PASSAGE GIVEN
────────────────────────────────────────
David D. Perlmutter recently followed up his July Chronicle of Higher Education piece "Facebooking Your Way Out of Tenure" with a sequel, "Facbooking for the Tenure Track." As someone with a sprawling Internet history dating all the way back to 1995 (when I was in eighth grade), whose recent blogging history predates my return to graduate school by two years and whose current blogging vacillates fairly wildly between partisan political advocacy, television and film reviews, Infinite Summering, and snarky linkblogging, this is the job market question that continually fills me with the greatest and deepest dread.

I have come to terms with the fact that Google knows who I am, and am hopeful in any event that the thousands and thousands of hits that come back for my name will deter that hoped-for tenure committee from doing too intensive a search of my archives. I don't use my blog to pick fights with people, I don't post inflammatory tracts or conspiracy theories, I don't dramablog or bare my soul, I don't post embarrassing photos of myself on Facebook or anywhere else, and I'm as respectful as I think a person can be of the ever-blurring boundaries between online discourse and traditional scholarship. (That sentence alone uses the word "I" more times than twenty of my typical blog posts.) What's more, my blogging and Facebooking have brought me several distinct advantages to my work: they are, among other things, exceptionally good venues for making and keeping professional contacts, both nationally and worldwide, and my blog tagging history is a wonderful personal research index. (I only wish I could tag everything else I read in the same way!) In my pedagogy, too, I'm finding as others are that class blogs can be an extremely useful tool for out-of-class participation and writing assignments, and I'd hate to give them up just as I'm getting started in the name of self-protective paranoia.
────────────────────────────────────────
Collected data
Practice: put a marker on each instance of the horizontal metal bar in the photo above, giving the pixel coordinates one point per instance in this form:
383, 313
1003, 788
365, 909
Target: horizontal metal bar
────────────────────────────────────────
TASK BRIEF
Transcribe part of the passage on blogging and tenure word for word: begin at the words "David D. Perlmutter" and stop after "and deepest dread.". These entries are separate material, apart from the passage on blogging and tenure.

RESULT FOR THIS TASK
David D. Perlmutter recently followed up his July Chronicle of Higher Education piece "Facebooking Your Way Out of Tenure" with a sequel, "Facbooking for the Tenure Track." As someone with a sprawling Internet history dating all the way back to 1995 (when I was in eighth grade), whose recent blogging history predates my return to graduate school by two years and whose current blogging vacillates fairly wildly between partisan political advocacy, television and film reviews, Infinite Summering, and snarky linkblogging, this is the job market question that continually fills me with the greatest and deepest dread.